▶ _Required work_: Reproduce the listing exactly, with no pictures in your copy.

▶ _Input material_:
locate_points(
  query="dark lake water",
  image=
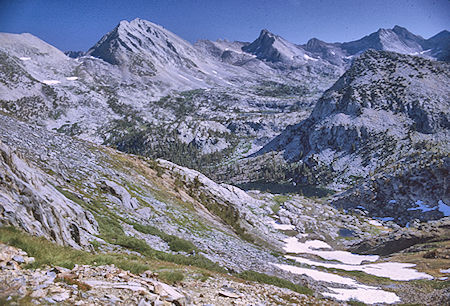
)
(285, 188)
(345, 232)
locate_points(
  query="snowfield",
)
(363, 293)
(51, 82)
(312, 246)
(393, 270)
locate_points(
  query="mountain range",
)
(266, 161)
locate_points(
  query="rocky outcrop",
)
(110, 285)
(121, 193)
(401, 239)
(375, 108)
(29, 199)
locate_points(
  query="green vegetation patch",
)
(176, 244)
(49, 253)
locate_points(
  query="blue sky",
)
(78, 24)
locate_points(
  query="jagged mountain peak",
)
(398, 40)
(143, 38)
(273, 48)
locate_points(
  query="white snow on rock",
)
(421, 206)
(363, 293)
(309, 58)
(393, 270)
(375, 222)
(318, 275)
(444, 208)
(385, 218)
(283, 227)
(51, 82)
(312, 246)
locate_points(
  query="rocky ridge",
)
(385, 119)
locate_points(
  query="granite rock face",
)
(29, 200)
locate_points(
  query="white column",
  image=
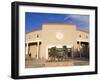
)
(26, 48)
(72, 51)
(37, 50)
(80, 48)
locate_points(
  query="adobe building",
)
(38, 42)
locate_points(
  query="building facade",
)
(39, 42)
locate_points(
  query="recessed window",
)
(86, 36)
(37, 36)
(80, 36)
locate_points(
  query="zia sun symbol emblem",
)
(59, 35)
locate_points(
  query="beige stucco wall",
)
(48, 36)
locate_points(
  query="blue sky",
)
(34, 21)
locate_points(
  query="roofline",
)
(57, 24)
(33, 31)
(82, 30)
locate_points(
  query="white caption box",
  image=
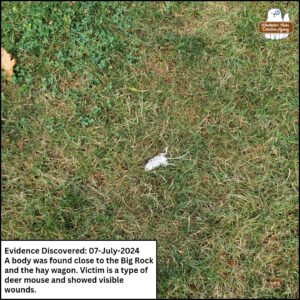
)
(78, 269)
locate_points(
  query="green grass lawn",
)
(99, 88)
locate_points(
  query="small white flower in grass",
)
(159, 160)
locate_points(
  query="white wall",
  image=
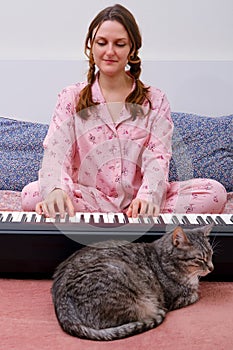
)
(187, 51)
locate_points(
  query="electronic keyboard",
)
(32, 245)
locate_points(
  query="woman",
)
(109, 143)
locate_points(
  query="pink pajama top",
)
(110, 163)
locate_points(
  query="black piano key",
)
(82, 218)
(161, 221)
(9, 218)
(126, 220)
(200, 220)
(24, 218)
(220, 220)
(33, 218)
(210, 220)
(43, 218)
(185, 220)
(101, 219)
(175, 220)
(91, 219)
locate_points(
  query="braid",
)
(140, 93)
(85, 96)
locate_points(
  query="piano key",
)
(167, 218)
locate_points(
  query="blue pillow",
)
(202, 147)
(21, 151)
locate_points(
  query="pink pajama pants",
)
(198, 196)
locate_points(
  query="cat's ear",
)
(207, 229)
(179, 237)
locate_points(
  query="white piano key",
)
(167, 218)
(111, 217)
(121, 218)
(96, 217)
(5, 215)
(105, 217)
(134, 220)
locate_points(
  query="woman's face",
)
(111, 48)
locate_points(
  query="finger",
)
(135, 208)
(61, 206)
(39, 208)
(49, 209)
(69, 207)
(44, 210)
(150, 209)
(78, 193)
(143, 208)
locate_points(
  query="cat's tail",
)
(107, 334)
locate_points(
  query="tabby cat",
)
(116, 289)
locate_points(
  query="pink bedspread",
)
(11, 201)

▶ _Complete output_:
locate_points(
  query="dark lake water",
  image=
)
(285, 188)
(345, 232)
locate_points(
  query="snowfield",
)
(363, 293)
(51, 82)
(312, 246)
(393, 270)
locate_points(
  query="mountain range",
)
(266, 161)
locate_points(
  query="rocky outcrop",
)
(110, 285)
(121, 193)
(401, 239)
(375, 108)
(29, 199)
locate_points(
  query="green vegetation patch",
)
(176, 244)
(49, 253)
locate_points(
  query="blue sky",
)
(78, 24)
locate_points(
  query="jagged mountain peak",
)
(398, 40)
(143, 38)
(273, 48)
locate_points(
  query="white snow on rock",
)
(421, 206)
(363, 293)
(309, 58)
(393, 270)
(375, 222)
(318, 275)
(444, 208)
(385, 218)
(283, 227)
(51, 82)
(312, 246)
locate_points(
  query="rocky ridge",
)
(385, 119)
locate_points(
  query="granite rock face",
)
(29, 200)
locate_points(
  query="white column",
  image=
)
(26, 48)
(72, 51)
(37, 50)
(80, 48)
locate_points(
  query="adobe building",
)
(38, 42)
locate_points(
  query="building facade",
)
(39, 42)
locate_points(
  query="recessed window",
)
(86, 36)
(37, 36)
(80, 36)
locate_points(
  query="zia sun symbol emblem",
)
(59, 35)
locate_points(
  query="beige stucco wall",
)
(48, 36)
locate_points(
  query="blue sky",
)
(34, 21)
locate_points(
  query="roofline",
)
(57, 24)
(33, 31)
(82, 30)
locate_points(
  query="white caption box",
  image=
)
(78, 269)
locate_points(
  query="green grass lawn",
)
(99, 88)
locate_points(
  query="small white flower in grass",
)
(159, 160)
locate_points(
  query="white wall",
  image=
)
(187, 51)
locate_points(
  query="electronic keyboard",
)
(32, 245)
locate_points(
  query="woman",
)
(109, 143)
locate_points(
  query="pink pajama top",
)
(110, 163)
locate_points(
  query="black piano key",
)
(82, 218)
(161, 221)
(9, 218)
(126, 220)
(200, 220)
(24, 218)
(220, 220)
(33, 218)
(210, 220)
(43, 218)
(185, 220)
(101, 219)
(175, 220)
(91, 219)
locate_points(
  query="braid",
)
(140, 93)
(85, 96)
locate_points(
  query="piano key",
)
(167, 218)
locate_points(
  query="blue pillow",
)
(202, 147)
(21, 151)
locate_points(
  query="pink pajama pants",
)
(198, 196)
locate_points(
  query="cat's ear",
)
(207, 229)
(179, 237)
locate_points(
  query="white piano key",
)
(167, 218)
(111, 217)
(121, 218)
(96, 217)
(5, 215)
(105, 217)
(134, 220)
locate_points(
  query="woman's face",
)
(111, 48)
locate_points(
  query="finger",
)
(135, 208)
(61, 206)
(39, 208)
(49, 209)
(69, 207)
(44, 210)
(150, 209)
(78, 193)
(143, 208)
locate_points(
  query="cat's tail",
)
(107, 334)
locate_points(
  query="tabby cat",
)
(116, 289)
locate_points(
  query="pink bedspread",
)
(11, 201)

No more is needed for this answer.